_Job_: Count the lines in the records below that contain the string "shoe", treating uppercase and lowercase as different, and give only that number.

_Information supplied_:
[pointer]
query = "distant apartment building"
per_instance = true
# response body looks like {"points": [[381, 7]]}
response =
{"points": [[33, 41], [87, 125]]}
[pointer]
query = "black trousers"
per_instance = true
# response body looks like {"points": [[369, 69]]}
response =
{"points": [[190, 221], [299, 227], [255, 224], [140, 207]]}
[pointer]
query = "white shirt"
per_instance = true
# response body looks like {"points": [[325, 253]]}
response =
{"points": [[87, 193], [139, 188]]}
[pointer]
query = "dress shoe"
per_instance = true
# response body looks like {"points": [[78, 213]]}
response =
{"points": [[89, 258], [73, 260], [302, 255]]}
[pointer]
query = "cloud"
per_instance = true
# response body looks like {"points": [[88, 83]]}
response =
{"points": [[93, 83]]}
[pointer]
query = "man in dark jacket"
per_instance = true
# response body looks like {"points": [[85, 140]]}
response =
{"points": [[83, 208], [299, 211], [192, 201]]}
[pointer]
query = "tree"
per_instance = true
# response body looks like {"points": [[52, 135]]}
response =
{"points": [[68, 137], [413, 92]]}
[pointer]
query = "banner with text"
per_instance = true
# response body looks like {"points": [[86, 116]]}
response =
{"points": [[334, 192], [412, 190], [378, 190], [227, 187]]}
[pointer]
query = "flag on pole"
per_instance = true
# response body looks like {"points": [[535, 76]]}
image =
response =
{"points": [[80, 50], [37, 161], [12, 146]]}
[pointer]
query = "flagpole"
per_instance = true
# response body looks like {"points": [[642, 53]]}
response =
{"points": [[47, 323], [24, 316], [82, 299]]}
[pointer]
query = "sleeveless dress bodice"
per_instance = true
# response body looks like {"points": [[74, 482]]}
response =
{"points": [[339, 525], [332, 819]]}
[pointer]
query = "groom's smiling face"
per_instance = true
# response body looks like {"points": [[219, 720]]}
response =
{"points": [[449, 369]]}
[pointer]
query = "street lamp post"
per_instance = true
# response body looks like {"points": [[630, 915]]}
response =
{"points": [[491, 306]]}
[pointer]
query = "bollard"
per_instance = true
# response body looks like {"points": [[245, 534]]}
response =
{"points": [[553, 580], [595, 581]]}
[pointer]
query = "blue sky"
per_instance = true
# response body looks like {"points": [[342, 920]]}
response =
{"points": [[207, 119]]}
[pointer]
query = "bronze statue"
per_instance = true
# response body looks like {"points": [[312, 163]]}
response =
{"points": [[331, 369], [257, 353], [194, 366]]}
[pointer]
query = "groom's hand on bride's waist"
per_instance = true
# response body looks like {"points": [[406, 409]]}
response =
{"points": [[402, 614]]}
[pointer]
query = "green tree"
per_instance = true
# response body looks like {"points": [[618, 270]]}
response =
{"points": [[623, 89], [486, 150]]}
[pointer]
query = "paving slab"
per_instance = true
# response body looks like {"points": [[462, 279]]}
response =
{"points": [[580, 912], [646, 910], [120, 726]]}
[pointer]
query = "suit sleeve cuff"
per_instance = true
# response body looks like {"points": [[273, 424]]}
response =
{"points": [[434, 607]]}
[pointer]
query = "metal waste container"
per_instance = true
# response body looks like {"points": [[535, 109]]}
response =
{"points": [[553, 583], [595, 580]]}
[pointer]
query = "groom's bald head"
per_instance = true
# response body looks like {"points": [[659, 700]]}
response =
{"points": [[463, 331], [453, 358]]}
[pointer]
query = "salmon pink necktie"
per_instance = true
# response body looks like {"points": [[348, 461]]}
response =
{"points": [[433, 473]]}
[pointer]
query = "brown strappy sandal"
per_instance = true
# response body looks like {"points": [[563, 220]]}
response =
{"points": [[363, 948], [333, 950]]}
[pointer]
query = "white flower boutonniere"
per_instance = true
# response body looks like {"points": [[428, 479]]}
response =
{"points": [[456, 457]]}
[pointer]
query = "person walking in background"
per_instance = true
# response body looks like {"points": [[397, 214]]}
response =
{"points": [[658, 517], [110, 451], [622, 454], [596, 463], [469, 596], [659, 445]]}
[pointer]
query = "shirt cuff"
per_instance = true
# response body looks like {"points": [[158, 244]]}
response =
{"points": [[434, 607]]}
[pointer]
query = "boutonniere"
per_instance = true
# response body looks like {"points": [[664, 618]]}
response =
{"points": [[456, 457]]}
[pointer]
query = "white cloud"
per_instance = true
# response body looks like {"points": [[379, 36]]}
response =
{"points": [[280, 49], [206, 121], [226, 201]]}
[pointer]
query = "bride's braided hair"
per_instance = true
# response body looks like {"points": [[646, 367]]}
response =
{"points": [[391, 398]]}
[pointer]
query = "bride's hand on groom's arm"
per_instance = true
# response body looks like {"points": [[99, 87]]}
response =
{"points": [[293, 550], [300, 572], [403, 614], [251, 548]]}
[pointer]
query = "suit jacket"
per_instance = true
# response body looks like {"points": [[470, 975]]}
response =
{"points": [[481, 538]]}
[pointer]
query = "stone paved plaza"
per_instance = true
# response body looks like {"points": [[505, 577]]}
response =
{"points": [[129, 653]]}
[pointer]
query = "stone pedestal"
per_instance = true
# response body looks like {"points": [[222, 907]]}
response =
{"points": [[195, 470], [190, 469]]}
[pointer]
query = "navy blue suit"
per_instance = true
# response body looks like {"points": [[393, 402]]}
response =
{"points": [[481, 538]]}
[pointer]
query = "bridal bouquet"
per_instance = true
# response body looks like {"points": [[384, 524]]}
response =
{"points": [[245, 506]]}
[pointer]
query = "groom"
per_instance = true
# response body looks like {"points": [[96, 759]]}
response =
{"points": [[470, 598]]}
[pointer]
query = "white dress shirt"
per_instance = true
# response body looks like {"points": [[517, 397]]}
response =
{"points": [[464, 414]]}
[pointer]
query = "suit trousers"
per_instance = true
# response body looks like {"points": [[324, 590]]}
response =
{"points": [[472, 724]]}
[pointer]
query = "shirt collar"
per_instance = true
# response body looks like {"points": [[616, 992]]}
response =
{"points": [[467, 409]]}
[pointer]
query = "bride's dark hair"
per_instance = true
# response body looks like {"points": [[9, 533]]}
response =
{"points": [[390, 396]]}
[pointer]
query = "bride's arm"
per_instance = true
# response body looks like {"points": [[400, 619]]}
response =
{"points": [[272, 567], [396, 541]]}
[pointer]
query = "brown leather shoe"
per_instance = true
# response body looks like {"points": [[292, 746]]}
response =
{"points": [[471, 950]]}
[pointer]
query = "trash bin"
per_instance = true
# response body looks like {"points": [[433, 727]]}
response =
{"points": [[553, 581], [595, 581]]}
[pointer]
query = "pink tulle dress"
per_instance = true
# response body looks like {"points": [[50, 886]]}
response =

_Written solution_: 2